*** Document

We didn't exactly "let" it get this bad. There are enormous forces - commerical especially - to promote the "most popular", and the "most popular" before there is any education, is loud and simple, or saccharine. Music education is not exactly a priority in the home, in business, or in schools. People are left to adopt their own interests in music - or rather that of their peers - long before any effort appears at all to introduce "good" (since that term is now permmissible :)) music. I don't think it was ever otherwise.
I, like Rane's daughter grew up in a house filled with classical, but also rock and country and rock. I grew to appreciate the form of the music and the similarities between Bach and Barry Manilow, who used some themes from Chopin and other composers. But not only that, I learned that all music, whether it be rap or a fugue has it's place. Classical is not all roses and sunshine, because there are some dreadful pieces by Mahler, and Wagner to only mention two, just like there are some pretty foul rap songs, but I am not ready to throw out the entire genre based on just 1 bad track. On the other hand you have my mother, who is a classical pianist. She hates rock and roll, and everything else I have, well, except the classical stuff. I think she is someone who took classical too far, shutting out anything but classical, and she is poorer for it. Another case is my sister, who is not a headbanger, but is the exact opposite of my mom. She hates all classical, and loves anything that is rock, but refuses to listen to rap and country. I think that is pure rebellion against my mother's adhesion to classical and hatred of pop music. I saw this early on and swore to myself that I would at least listen once to the music, then base my opinion on what I heard. As I said before, I like most anything and my CD collection reflects it. I have Eric Clapton right next to LeAnn Rimes and she is next to the HMS Pinafore, which I adore, as well as I do The Mikado, and that is next to my Boyz 2 Men, and Barry White CD's. and that is next to my beloved, and Rane can understand this one, Beethovan's 6th Symphony which is my all time favorite piece of music. No other symphony can express the joy that is spring when all things are new again. I bought that one for $9, and it's the best money I ever spent.
You learn this early as a child. That's where you form your opinions. You cannot take a 17 year old headbanger and make him into a classical afficianado. It aint gonna happen.
I bet it could. In any case, the headbangers are the ones I worry about most. Kids who grow up in houses where classical music is played, or who somehow connect with a group of friends who are into classical music, aren't the problem. It's the ones who've been exposed to classical music only briefly and by happenstance (commercials, certain movies like 2001 and Platoon), and whose home environments are limited to pop music of one kind or another. I can't accept that their minds are lost to classical music by age 17, and that they will go through life missing out on the kind of pleasure you get from Beethoven's 6th Symphony. The kind of rush you get -- the audiogasm -- at the climax of the last movement; pop music has nothing to offer like it. Isn't it sad to think that there are people who will never experience that in their whole lives?
(I can identify Beethoven's 6th from a couple of measures from anywhere in the work, I played it so much after I 'discovered' it - but I did not grow up much exposed to classical music.)

******
*** Data supplied

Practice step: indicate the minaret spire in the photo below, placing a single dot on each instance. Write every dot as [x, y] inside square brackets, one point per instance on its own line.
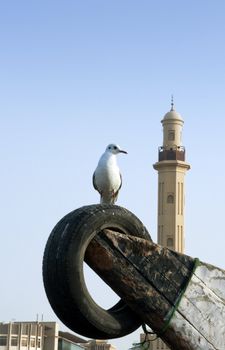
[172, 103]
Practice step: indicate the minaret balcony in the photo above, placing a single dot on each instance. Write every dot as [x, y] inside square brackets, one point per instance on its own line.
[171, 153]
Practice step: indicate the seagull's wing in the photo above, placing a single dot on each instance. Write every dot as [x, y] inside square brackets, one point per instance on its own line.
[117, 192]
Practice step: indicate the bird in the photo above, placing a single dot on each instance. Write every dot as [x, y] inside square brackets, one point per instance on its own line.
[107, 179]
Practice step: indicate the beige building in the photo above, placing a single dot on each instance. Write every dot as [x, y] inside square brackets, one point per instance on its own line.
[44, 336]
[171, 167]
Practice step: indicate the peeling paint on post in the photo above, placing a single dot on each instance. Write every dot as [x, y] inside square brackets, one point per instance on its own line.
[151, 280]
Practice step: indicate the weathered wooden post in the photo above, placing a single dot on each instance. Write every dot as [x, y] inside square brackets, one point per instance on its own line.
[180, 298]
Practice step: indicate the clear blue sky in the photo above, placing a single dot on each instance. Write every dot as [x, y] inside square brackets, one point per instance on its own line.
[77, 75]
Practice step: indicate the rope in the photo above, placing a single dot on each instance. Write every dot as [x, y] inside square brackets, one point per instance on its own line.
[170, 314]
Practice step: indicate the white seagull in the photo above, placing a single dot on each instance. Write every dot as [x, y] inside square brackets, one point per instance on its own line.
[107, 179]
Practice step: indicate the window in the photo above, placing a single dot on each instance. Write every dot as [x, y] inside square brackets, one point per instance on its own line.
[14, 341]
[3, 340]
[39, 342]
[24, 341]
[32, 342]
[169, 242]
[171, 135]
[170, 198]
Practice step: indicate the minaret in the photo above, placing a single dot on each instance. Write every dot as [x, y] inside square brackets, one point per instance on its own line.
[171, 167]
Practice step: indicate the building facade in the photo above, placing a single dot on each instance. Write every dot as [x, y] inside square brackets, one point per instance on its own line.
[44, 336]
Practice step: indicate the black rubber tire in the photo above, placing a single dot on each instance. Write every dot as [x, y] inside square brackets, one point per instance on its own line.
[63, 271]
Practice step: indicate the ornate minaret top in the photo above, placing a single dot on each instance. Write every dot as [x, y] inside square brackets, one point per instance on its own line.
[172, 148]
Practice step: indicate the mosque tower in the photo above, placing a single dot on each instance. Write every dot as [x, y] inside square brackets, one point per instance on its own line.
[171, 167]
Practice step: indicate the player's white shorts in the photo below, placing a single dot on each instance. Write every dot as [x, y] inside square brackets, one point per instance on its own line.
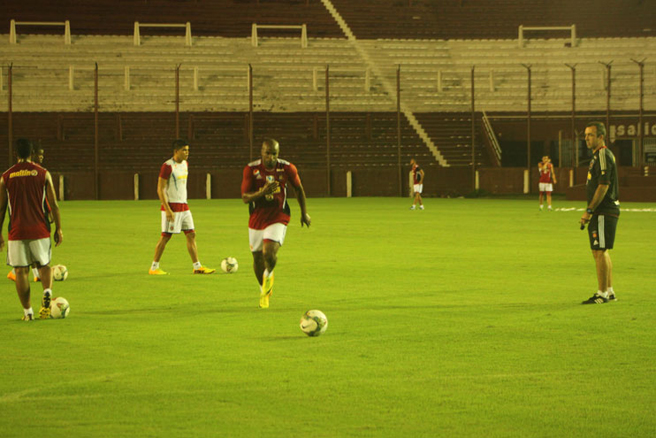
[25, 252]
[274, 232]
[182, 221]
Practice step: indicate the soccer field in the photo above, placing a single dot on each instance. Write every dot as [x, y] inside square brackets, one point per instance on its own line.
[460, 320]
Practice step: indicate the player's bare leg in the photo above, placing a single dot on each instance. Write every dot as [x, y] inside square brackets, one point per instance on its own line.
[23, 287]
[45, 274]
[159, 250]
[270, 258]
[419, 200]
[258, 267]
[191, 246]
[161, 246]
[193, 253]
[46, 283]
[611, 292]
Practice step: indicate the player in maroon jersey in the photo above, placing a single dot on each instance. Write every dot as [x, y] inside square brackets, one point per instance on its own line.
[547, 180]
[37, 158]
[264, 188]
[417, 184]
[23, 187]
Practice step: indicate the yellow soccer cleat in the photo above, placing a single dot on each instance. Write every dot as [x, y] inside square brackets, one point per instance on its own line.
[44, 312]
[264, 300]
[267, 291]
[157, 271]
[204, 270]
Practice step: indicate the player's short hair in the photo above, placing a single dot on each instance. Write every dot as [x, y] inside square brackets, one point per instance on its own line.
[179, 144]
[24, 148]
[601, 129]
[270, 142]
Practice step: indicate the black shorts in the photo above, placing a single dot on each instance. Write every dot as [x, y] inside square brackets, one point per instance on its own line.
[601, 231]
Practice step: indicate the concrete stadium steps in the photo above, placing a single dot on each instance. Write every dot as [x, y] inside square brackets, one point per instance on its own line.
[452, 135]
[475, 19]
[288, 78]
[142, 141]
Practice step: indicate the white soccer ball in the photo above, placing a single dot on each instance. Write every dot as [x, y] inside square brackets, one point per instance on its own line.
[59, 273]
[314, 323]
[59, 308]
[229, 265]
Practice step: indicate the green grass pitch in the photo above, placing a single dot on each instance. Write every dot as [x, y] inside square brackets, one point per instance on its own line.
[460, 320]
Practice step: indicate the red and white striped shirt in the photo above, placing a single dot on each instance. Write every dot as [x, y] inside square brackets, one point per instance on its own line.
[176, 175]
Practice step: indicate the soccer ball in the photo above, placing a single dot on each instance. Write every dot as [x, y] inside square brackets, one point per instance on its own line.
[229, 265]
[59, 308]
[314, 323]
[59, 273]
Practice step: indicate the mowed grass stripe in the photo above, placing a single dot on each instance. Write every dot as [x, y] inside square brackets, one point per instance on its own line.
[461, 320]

******

**Task to carry out:** In the music discussion, why does the writer think their sister hates all classical music? The rows play no part in this.

**Correct output:** The writer sees it as pure rebellion against their mother, a classical pianist who clings to classical music and hates pop music.